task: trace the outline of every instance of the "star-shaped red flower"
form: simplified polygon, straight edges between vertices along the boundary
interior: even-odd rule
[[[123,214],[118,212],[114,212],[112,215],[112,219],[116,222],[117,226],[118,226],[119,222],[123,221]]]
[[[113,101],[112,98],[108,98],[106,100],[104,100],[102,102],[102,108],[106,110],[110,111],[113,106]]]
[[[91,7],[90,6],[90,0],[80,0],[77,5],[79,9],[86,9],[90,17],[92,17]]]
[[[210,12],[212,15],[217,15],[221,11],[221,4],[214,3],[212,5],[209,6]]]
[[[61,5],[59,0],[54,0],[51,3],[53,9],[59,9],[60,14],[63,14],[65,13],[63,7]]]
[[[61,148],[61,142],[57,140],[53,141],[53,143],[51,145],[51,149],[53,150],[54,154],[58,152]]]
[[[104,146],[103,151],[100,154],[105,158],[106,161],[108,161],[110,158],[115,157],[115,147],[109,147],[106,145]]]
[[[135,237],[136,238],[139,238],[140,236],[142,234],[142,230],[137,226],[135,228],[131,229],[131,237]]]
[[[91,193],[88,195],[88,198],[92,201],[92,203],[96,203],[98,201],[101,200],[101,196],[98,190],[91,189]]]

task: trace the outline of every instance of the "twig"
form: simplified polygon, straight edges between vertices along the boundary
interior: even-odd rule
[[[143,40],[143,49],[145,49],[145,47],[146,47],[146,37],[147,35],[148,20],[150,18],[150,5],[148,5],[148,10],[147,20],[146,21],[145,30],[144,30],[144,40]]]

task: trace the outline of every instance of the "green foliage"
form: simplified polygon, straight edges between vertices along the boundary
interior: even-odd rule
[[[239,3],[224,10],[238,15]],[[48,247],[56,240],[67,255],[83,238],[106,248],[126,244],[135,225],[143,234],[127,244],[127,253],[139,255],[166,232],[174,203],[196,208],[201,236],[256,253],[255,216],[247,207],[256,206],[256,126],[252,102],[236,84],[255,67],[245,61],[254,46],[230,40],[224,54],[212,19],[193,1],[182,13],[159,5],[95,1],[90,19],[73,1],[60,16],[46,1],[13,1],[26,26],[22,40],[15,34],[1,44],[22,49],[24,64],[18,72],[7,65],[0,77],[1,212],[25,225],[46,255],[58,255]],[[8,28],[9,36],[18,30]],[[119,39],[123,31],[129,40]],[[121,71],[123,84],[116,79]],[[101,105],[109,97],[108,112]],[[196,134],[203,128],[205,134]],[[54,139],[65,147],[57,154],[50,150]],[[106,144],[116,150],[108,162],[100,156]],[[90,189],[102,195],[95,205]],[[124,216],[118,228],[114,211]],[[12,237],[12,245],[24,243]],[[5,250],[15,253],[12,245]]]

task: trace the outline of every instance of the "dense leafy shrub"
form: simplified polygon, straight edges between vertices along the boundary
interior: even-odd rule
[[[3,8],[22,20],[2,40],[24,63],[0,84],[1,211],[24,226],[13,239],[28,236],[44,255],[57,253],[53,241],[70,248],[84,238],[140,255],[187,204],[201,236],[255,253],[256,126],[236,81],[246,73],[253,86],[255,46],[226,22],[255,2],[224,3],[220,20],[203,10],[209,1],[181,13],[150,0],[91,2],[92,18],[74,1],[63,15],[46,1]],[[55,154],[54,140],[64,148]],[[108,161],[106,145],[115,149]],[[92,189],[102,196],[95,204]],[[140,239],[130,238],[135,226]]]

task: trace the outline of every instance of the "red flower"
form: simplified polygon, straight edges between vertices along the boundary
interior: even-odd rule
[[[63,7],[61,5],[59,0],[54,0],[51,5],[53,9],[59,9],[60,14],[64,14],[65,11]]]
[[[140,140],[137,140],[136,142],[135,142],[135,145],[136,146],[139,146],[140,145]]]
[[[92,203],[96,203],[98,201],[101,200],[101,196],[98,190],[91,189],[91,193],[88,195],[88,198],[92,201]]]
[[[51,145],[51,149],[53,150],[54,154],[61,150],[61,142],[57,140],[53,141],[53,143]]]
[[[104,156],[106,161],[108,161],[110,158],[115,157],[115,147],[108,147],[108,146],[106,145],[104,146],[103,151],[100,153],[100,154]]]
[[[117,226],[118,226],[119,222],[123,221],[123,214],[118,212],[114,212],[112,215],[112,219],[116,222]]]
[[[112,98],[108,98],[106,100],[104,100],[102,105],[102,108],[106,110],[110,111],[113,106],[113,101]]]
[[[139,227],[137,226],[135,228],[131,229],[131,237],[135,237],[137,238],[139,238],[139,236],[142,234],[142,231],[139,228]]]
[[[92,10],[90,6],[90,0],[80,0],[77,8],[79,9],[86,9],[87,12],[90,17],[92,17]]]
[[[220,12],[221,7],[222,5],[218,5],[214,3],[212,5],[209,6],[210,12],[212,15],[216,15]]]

■ ■ ■ ■

From the items above, pick out and copy each line that contains the word "outline".

task: trace the outline of every instance of the "star-shaped red flower"
task: trace the outline of every instance of the "twig"
task: trace the outline of every instance of the "green foliage"
task: trace the outline of every instance of the "dense leafy shrub"
task: trace the outline of every instance of the "red flower"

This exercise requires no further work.